*** Begin section ***
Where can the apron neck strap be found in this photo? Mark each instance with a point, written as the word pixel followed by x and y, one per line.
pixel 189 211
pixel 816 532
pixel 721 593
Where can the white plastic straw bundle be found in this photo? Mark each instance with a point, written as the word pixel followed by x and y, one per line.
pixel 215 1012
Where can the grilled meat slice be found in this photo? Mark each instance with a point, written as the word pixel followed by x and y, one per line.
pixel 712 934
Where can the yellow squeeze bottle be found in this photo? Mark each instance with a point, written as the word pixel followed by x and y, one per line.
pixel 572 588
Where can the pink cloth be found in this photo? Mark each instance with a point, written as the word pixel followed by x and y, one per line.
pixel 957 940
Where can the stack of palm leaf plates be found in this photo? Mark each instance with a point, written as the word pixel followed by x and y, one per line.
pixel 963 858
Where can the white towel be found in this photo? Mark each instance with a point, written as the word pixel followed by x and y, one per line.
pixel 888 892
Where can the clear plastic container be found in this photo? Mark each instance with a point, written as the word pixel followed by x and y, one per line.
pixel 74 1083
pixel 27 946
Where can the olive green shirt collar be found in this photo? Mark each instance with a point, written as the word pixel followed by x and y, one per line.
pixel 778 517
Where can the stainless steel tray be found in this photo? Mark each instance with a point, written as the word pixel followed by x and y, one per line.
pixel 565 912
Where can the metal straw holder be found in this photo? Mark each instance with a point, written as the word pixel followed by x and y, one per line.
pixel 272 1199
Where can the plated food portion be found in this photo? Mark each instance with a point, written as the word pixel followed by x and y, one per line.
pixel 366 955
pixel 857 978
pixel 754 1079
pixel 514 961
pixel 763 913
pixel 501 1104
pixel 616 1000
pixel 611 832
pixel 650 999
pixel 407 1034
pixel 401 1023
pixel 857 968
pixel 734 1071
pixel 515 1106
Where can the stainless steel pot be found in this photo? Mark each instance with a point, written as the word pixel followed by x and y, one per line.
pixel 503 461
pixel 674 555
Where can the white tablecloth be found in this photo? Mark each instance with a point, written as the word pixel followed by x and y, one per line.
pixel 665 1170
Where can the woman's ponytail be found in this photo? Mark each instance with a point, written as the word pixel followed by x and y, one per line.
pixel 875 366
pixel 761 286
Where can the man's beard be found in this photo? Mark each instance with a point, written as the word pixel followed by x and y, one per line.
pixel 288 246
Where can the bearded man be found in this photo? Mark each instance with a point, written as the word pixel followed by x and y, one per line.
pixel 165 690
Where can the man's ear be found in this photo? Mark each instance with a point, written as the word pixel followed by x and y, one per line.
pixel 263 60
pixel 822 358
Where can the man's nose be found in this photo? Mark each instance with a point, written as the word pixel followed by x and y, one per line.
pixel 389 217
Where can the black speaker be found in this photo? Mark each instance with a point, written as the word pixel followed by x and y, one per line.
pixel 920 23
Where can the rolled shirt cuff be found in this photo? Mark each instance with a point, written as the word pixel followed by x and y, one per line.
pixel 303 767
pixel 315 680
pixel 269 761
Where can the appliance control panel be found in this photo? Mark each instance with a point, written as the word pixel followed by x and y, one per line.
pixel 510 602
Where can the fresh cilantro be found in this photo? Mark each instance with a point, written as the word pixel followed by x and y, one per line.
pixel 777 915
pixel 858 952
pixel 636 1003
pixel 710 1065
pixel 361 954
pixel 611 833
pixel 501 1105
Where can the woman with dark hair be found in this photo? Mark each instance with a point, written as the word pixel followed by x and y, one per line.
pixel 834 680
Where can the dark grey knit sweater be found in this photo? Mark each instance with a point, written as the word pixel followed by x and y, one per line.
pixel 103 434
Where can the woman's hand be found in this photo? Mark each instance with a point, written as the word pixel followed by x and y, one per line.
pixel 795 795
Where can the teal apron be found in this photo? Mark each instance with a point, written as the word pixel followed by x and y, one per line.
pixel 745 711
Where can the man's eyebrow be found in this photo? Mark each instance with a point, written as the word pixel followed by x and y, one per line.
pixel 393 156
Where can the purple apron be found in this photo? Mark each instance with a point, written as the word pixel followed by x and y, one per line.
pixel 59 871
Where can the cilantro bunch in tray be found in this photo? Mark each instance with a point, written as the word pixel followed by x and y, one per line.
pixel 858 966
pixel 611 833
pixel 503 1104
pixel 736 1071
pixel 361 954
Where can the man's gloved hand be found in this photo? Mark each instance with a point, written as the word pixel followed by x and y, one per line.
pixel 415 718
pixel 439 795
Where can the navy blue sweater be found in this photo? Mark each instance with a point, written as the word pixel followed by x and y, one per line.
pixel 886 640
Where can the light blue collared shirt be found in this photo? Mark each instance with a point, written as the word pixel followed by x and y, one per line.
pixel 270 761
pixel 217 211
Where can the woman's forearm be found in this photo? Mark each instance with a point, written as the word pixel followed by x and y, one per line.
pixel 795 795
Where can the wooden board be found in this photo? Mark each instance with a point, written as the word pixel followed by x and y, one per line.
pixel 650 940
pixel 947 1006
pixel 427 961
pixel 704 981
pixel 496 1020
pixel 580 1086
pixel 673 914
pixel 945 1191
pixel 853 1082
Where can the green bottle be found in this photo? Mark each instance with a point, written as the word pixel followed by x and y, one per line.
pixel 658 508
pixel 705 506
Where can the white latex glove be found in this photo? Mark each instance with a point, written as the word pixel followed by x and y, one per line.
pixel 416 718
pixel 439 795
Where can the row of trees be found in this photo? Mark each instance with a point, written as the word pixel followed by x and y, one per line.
*** End section ***
Your task is to transcribe the listing in full, so that each line reads exactly as before.

# Completed exercise:
Where can the apron neck strap be found in this photo? Mark each instance with a point, written as the word pixel followed by x and y, one per line.
pixel 189 211
pixel 816 532
pixel 721 593
Where can the white plastic straw bundle be found in this photo? Mark each instance with a point, written as the word pixel followed by x and y, one per line.
pixel 215 1012
Where can the grilled meat slice be found in this photo? Mark each instance with a point, written as the word pixel followed by x and y, one per line.
pixel 712 934
Where can the yellow squeeze bottle be found in this photo? Mark each instance with a point, written as the word pixel followed by x and y, one per line.
pixel 572 588
Where can the pink cloth be found in this photo? Mark each instance with a point, written as the word pixel followed by x and y, one per line.
pixel 957 940
Where can the stack of palm leaf plates be found in this photo? Mark each instance with a point, written as the word pixel followed by x and y, one per line.
pixel 963 858
Where can the white towel be found in this photo? Mark each instance with a point, written as the word pixel followed by x and y, one per line.
pixel 888 892
Where can the clear plastic container be found in this photo? Mark each instance with a point, written as the word pixel followed by x and y, one per line.
pixel 74 1083
pixel 27 946
Where can the olive green shirt collar be found in this photo? Mark each instance with a point, written as the word pixel followed by x and y, one per line.
pixel 778 517
Where can the stainless steel tray be found in this photo? Mark each instance with a point, written as the word pixel followed by x and y, one per line.
pixel 565 912
Where can the metal straw holder be found in this photo? Mark each instance with a point, written as the word pixel followed by x and y, one per line.
pixel 272 1199
Where can the plated food portion be found in this photo? Mark each instance with a point, written as the word pixel followed by x and y, one per line.
pixel 366 955
pixel 857 978
pixel 754 1079
pixel 514 961
pixel 763 913
pixel 501 1104
pixel 616 1000
pixel 611 832
pixel 650 999
pixel 407 1034
pixel 401 1023
pixel 857 968
pixel 734 1071
pixel 515 1106
Where can the stainless steel pot be found in this photo? Mark each instance with a point, written as the word pixel followed by x and y, one per line.
pixel 503 461
pixel 674 555
Where can the white tablecloth be found in this photo? Mark each instance with a point, written as the word pixel followed by x and y, one per line.
pixel 665 1170
Where can the woman's ponytail be found in this photo? Mark each instance with a point, written as the word pixel followed by x and y, one per line.
pixel 875 366
pixel 761 286
Where can the man's beard be found in this photo? Mark each instance with a point, written as the word pixel followed by x and y, one per line.
pixel 288 246
Where can the bearded man be found in this photo? Mark each instance with a point, written as the word pixel followed by x and y, one per line.
pixel 165 690
Where can the man's ear be found in this photo? Mark each instance with a point, written as the word pixel followed by x and y, one per line.
pixel 263 60
pixel 822 358
Where can the man's nose be found in this photo? Mark each instance with a point, written as the word pixel followed by x and y, one per line.
pixel 389 217
Where can the black speaker be found in this photo? Mark each instance with a point, written as the word pixel followed by x and y, one per line.
pixel 920 23
Where can the rolled shirt cuff be found in this photo? Mark each instance with a point, written as the word pixel followed by x and y, one per line.
pixel 303 767
pixel 315 680
pixel 269 761
Where can the appliance control panel be found in this photo? Mark each instance with a point, written as the word pixel followed by x and y, one per line.
pixel 510 602
Where can the fresh cilantro be found in this photo? Mark each instance with a point, written as the word pixel followed by x and y, one per line.
pixel 777 915
pixel 858 952
pixel 636 1003
pixel 710 1065
pixel 361 954
pixel 611 833
pixel 501 1105
Where can the woman with dark hair be found in this photo? Mark each instance with a point, written as the word pixel followed by x and y, one per line.
pixel 834 680
Where can the dark grey knit sweater be found in this photo? Mark each instance with a point, written as the word pixel followed by x and y, one per line.
pixel 103 434
Where can the woman's hand be found in this photo? Mark each instance with a point, written as the word pixel followed by x and y, one per line.
pixel 795 795
Where can the teal apron be found in this photo? Mark each instance with a point, written as the word pixel followed by x and y, one per line.
pixel 745 711
Where can the man's eyebrow be found in this photo? Mark each instance with a point, written as the word pixel followed by x and y, one per line.
pixel 393 156
Where can the purple apron be found in this photo? Mark each instance with a point, written as the word pixel followed by x and y, one per line.
pixel 59 871
Where can the cilantro bunch in tray be found in this photo? Mark each instance with a point, written as the word pixel followed by x and y, one per line.
pixel 858 966
pixel 611 833
pixel 503 1104
pixel 736 1071
pixel 361 954
Where can the man's gloved hand be found in this photo? Mark each instance with a point, written as the word pixel followed by x and y, one per line.
pixel 415 718
pixel 439 795
Where can the navy blue sweater be found in this photo? Mark each instance with a point, written as the word pixel followed by x and y, one per line.
pixel 886 640
Where can the light blue collared shirt be found in this photo? Mark each instance with a point, written as the word pixel followed by x and y, one per line.
pixel 270 761
pixel 217 211
Where can the woman's forearm be found in this photo? Mark each instance with a point, written as the word pixel followed by x and y, one per line.
pixel 795 795
Where can the wooden board be found in this photo? Mark each instance with a point, written as the word pixel followed by x and y, one per line.
pixel 650 940
pixel 947 1006
pixel 427 961
pixel 704 981
pixel 496 1020
pixel 580 1086
pixel 673 914
pixel 945 1191
pixel 853 1082
Where can the green bottle be found in this photo? Mark each instance with a point, written as the word pixel followed by x and y, one per line.
pixel 658 508
pixel 705 506
Where can the white latex glove be found in this photo? Mark each instance with a point, written as the word pixel followed by x and y, one per line.
pixel 416 718
pixel 439 795
Where can the row of trees be found in this photo? Mark each instance with a point, written as the word pixel followed by x and y, one per line.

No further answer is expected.